* _What is asked_
Rewrite everything from the line containing "(format x=174, y=186)" down to the line containing "x=175, y=93", both lines included, and keep the request lines unchanged, including their format samples. Offset every coordinate in the answers by adding 113 to it.

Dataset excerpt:
———

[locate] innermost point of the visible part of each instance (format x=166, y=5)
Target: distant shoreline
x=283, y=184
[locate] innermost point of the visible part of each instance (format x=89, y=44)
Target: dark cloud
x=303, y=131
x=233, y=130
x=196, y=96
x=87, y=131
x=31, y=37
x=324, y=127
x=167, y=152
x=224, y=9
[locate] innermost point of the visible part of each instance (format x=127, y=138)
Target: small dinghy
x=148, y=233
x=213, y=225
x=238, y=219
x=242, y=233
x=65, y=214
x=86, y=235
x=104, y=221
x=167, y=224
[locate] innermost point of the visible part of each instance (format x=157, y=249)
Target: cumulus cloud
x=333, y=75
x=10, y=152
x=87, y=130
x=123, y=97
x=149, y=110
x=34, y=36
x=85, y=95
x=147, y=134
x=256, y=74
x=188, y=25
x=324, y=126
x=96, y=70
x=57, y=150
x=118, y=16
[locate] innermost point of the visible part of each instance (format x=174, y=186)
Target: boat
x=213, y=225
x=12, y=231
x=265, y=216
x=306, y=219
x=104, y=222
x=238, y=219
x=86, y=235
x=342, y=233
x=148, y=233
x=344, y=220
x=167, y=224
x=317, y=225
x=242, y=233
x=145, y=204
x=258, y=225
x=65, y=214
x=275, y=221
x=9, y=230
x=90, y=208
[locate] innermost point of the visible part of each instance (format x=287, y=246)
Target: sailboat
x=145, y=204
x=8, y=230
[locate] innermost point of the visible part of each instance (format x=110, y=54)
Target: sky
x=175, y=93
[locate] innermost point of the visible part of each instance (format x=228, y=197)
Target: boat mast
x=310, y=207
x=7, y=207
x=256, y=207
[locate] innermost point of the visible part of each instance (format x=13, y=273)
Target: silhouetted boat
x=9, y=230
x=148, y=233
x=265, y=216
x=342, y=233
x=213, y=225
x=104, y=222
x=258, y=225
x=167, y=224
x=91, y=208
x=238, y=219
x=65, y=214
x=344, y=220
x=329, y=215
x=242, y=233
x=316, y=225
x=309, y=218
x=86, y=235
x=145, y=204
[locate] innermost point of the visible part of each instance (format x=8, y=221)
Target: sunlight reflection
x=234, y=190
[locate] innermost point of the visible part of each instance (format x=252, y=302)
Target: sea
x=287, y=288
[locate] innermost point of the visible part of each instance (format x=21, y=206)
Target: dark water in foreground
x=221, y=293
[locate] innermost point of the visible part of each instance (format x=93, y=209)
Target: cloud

———

* _Exercise response_
[locate] innermost point of the visible part of each instance (format x=174, y=186)
Target: boat
x=326, y=338
x=125, y=344
x=378, y=329
x=419, y=332
x=217, y=335
x=351, y=332
x=199, y=348
x=455, y=346
x=261, y=346
x=457, y=333
x=280, y=337
x=430, y=338
x=355, y=346
x=258, y=317
x=371, y=338
x=178, y=327
x=388, y=334
x=122, y=343
x=203, y=321
[locate] innermost point of the visible part of each instance (format x=287, y=246)
Target: sailboat
x=258, y=317
x=121, y=343
[locate] innermost point of the visible part of each instance (format x=110, y=54)
Target: sky
x=288, y=206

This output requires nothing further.